== Provided data ==

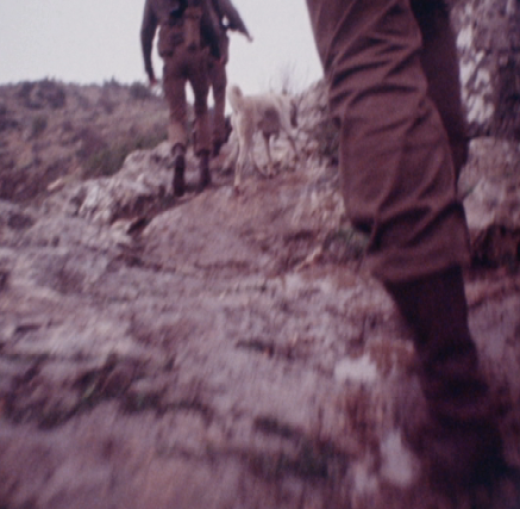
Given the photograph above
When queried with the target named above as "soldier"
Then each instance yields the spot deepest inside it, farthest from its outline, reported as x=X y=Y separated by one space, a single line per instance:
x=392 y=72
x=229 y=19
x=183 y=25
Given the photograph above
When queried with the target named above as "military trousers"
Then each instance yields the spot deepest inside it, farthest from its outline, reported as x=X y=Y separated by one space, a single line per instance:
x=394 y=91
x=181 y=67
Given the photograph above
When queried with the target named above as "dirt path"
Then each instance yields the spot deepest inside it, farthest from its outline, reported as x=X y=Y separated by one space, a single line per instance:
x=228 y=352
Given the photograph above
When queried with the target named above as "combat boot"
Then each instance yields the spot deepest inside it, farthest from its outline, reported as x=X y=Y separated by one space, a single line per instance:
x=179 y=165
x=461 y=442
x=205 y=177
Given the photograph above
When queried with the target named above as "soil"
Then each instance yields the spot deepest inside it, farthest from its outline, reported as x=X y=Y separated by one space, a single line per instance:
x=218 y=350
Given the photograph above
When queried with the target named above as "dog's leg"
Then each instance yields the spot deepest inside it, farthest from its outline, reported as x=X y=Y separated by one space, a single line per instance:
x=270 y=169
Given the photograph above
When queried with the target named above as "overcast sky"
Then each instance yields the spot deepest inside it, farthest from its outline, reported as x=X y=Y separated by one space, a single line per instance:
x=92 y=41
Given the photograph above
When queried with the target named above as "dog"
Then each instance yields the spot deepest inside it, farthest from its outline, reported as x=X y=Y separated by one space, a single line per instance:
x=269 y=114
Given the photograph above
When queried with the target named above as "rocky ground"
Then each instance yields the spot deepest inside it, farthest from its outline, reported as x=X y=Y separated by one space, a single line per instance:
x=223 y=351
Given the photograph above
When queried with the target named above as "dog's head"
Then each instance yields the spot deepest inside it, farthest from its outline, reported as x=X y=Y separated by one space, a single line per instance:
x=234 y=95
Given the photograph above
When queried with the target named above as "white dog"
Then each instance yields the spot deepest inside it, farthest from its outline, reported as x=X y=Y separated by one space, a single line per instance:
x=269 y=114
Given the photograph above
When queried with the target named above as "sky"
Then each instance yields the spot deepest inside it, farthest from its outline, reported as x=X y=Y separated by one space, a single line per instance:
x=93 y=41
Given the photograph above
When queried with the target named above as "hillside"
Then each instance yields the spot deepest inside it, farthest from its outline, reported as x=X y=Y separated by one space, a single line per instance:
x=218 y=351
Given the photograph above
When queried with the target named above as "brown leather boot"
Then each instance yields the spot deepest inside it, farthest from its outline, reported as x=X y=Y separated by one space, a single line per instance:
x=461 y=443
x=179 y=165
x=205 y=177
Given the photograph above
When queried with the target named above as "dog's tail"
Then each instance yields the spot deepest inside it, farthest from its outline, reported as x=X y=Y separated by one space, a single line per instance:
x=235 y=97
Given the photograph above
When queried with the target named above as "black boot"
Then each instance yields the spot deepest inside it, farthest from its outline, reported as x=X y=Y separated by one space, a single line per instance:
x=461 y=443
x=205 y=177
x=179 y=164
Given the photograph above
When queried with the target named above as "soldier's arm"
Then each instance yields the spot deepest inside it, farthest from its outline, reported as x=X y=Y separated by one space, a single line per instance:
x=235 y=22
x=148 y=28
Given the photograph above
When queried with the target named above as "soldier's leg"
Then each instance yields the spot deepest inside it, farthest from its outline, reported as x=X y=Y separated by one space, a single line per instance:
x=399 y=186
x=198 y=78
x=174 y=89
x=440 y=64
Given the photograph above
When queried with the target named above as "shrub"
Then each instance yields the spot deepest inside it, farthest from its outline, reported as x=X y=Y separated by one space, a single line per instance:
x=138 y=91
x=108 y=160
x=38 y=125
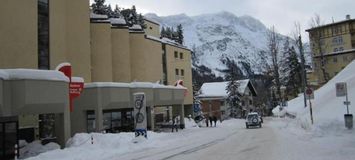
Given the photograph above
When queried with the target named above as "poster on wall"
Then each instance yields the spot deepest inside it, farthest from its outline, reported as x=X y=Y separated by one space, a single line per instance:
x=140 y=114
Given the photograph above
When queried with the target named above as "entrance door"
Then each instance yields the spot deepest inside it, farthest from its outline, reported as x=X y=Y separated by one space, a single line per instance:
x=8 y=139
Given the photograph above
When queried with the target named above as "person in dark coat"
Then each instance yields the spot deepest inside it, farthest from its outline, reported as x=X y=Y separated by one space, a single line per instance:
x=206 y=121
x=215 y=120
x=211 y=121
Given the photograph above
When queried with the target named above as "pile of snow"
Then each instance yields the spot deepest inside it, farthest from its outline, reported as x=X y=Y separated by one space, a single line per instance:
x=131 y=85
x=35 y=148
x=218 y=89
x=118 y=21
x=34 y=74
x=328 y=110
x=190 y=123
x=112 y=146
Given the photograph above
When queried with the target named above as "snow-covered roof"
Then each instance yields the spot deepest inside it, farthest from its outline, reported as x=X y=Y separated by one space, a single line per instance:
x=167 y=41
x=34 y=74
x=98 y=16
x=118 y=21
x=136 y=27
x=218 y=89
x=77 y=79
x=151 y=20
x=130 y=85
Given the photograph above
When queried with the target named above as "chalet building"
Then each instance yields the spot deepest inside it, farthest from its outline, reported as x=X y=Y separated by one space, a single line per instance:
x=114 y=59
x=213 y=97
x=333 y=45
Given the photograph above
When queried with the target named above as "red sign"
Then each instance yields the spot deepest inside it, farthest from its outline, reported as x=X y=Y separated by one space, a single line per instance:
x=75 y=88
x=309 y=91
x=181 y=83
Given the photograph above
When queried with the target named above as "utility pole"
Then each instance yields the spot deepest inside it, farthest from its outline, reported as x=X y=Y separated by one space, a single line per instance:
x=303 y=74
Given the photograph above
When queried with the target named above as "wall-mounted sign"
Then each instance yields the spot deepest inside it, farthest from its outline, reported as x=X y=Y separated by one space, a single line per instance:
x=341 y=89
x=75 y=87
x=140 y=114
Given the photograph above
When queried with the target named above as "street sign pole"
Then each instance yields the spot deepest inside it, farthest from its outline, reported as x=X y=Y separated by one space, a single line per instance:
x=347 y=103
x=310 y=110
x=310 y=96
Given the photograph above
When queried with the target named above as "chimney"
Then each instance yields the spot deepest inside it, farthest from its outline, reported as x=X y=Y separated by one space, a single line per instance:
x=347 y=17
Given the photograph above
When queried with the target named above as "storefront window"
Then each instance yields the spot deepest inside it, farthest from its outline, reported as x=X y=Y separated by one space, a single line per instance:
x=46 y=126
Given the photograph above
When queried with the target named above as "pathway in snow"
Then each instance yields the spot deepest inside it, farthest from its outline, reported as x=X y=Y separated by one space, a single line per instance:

===

Task goal: The pictures in the data should be omitted, and every remaining line set down exactly.

Answer for the task:
Given the photograph above
When queried with the target named above as "soldier"
Then each instance yields the spot deepest inside it, farthest from its outline, reported as x=X y=Y separated by one space, a single line per instance:
x=392 y=72
x=229 y=19
x=183 y=25
Given the photograph above
When queried with the target named above as "military trousers"
Then each instance yields the spot deepest inside it, farthest from its outline, reported as x=X y=Y separated by one space, a single line per instance:
x=394 y=91
x=181 y=67
Given the photograph above
When queried with the target named above as "dirt path"
Then each instance yields the spot deepest inside it, farthest from its outline, reported as x=X y=Y separated by one space, a single line per instance:
x=228 y=352
Given the photograph above
When queried with the target named above as "combat boot"
Then each instance yields the spot deepest inside it, farthest from its outline, reported as x=X y=Y separated by one space, a single line per instance:
x=179 y=165
x=461 y=442
x=205 y=177
Given the photograph above
When queried with the target named above as "soil"
Then each instance yields the spot deepest inside it, farthest from its outline, reported as x=X y=Y separated by one space, a single line per instance:
x=218 y=350
Given the photograph above
When queried with the target named above as "dog's leg"
Then each instance yields the spot deepest inside it, farthest from its outline, reported as x=X y=Y separated by one space, a single line per instance:
x=270 y=169
Given the photograph above
When queried with the target named above as "overcast sky"
Then each instance yields the spot deepest inside it, farthest from its outline, reported as x=X y=Y separated by one space, a single line per instance:
x=92 y=41
Given the photograph above
When queried with the target named above as "dog"
Then each instance yields the spot deepest inside it, farthest from its outline, reported as x=X y=Y separated by one space, a single line per instance:
x=269 y=114
Given the photograph above
When queried with the target named above as "rocky ground"
Then each instance yields the spot deepest inside it, farthest from its outline, reported as x=X y=Y separated by one space, a single line per instance:
x=223 y=351
Given the photograph above
When queried with the target named above as "dog's head"
Then each instance yields the spot deepest inside it, farthest from its outline, reported as x=X y=Y separated by one space, a single line per instance:
x=234 y=95
Given the photograph above
When queried with the target named above as "white dog"
Then each instance yields the spot deepest inside it, farthest from its outline, reported as x=X y=Y separated by one space, a single line per instance:
x=269 y=114
Given the photograph above
When queried with the target named above as "sky"
Then each instance yields the spot deepest inside it, farthest from its outline, reported as x=X y=Y separated by one space, a single line per instance:
x=93 y=41
Given the photograph above
When queried with the target named above as "hillside"
Then each instance yields the spot deepest inside it, farthest from its outline, reported as x=X y=Y separated by one space, a single line per instance:
x=218 y=351
Given the photograph above
When queried with the target named above as "brown leather boot"
Then each instance yields the spot deepest inside it, farthest from its outline, reported as x=X y=Y separated by one space, a single line per instance:
x=461 y=443
x=179 y=165
x=205 y=177
Given the photograph above
When queried with the target named above as "dog's tail"
Then each instance yields the spot deepest inside it, farthest from its outline, reported as x=X y=Y separated by one space, a single line per instance:
x=235 y=97
Given the photograph above
When queried with the target named above as "black boot"
Then each instance yields the spot deepest inside it, farthest from its outline, reported as x=X y=Y separated by one space, a single line per instance:
x=461 y=443
x=205 y=177
x=179 y=164
Given the photograph above
When queried with the target named above as "soldier's arm"
Then each instance yields the spot deepest inside it, farthest from its outline, reported as x=X y=Y separated by one space, a single line per instance:
x=235 y=22
x=148 y=28
Given the photograph above
When queried with the target named above as "soldier's leg"
Then each instance yields the spot deepest inside it, farthest from its outline, reported as x=X y=Y separated by one space, a single line per instance:
x=399 y=186
x=198 y=78
x=174 y=89
x=440 y=64
Given the photograph above
When queried with the target named above as "shrub"
Then each instance yields the spot deepest inside it, farthest from its outline, reported as x=X y=Y separated by one space, a single line per instance:
x=138 y=91
x=108 y=160
x=38 y=125
Given the photograph above
When queried with the target named above as "poster on wall"
Then each instance yields the spot deepest inside it, farthest from its outline, reported as x=X y=Y separated by one space, a single line per instance:
x=140 y=114
Given the photograph above
When queried with the target named above as "entrance door"
Then each instance yields the spot deepest inside it, farthest from its outline, reported as x=X y=Y separated by one space, a single line per instance:
x=8 y=139
Given the photograph above
When queried with the target named above as "person in dark coat"
Then each instance yields the spot deepest inside it, farthest from its outline, reported as x=X y=Y separated by one space, a single line per instance:
x=206 y=121
x=215 y=120
x=211 y=121
Given the photograph above
When queried with the target named above as "pile of snow"
Then each instance yields the spot deepest inside it, farthest from its outline, reported as x=X y=Y separated by one space, a single line per instance:
x=131 y=85
x=35 y=148
x=218 y=89
x=118 y=21
x=34 y=74
x=328 y=110
x=190 y=123
x=112 y=146
Given the photograph above
When queried with the target named above as "snow-covered roof"
Then each instance yields the spot deepest inside it, farthest from its outline, reported as x=X y=Y separated by one space, a single line per instance:
x=167 y=41
x=34 y=74
x=98 y=16
x=118 y=21
x=136 y=27
x=218 y=89
x=77 y=79
x=151 y=20
x=130 y=85
Given the photograph above
When queried with the target named above as "chalet building"
Then each instance yields the spot deepest inside it, farthest from its outline, reported as x=X y=Y separated by one space, a single line per instance:
x=114 y=59
x=213 y=97
x=333 y=45
Given the photograph above
When queried with the target named above as "red sign"
Then each instance yields the spot deepest inside it, farthest from its outline, reported as x=X y=Y separated by one space, a single line per instance:
x=75 y=88
x=309 y=91
x=181 y=83
Given the photograph above
When queried with the target named above as "utility pole"
Then each instance yields the spot deepest inside it, farthest from its outline, reported as x=X y=Y separated by one space, a single line per instance:
x=303 y=74
Given the photograph above
When queried with the target named above as "wall-mounted sign"
Then each instance yields the spot deepest inside it, farthest from its outline, reported as x=X y=Y separated by one space, a single line per instance:
x=341 y=89
x=75 y=87
x=140 y=114
Given the photograph above
When queried with the target named above as "street sign pole"
Then each instance yields the spot deepest inside it, farthest from its outline, reported as x=X y=Y separated by one space, a single line per instance:
x=347 y=103
x=310 y=110
x=310 y=96
Given the photograph above
When queried with the target named above as "chimney"
Then each instance yields the spot deepest inside it, farthest from its outline, reported as x=X y=Y separated by one space, a single line per instance:
x=347 y=17
Given the photograph above
When queried with the target named above as "storefront window"
Then each instance yields the spot deepest inside it, farthest from its outline, reported as x=X y=Y separated by one space, a single line per instance:
x=46 y=126
Given the photograph above
When queried with the target named above as "pathway in snow"
Then each instance yields the spot deepest inside it, farthest from its outline, reported as x=X y=Y separated by one space, a single line per instance:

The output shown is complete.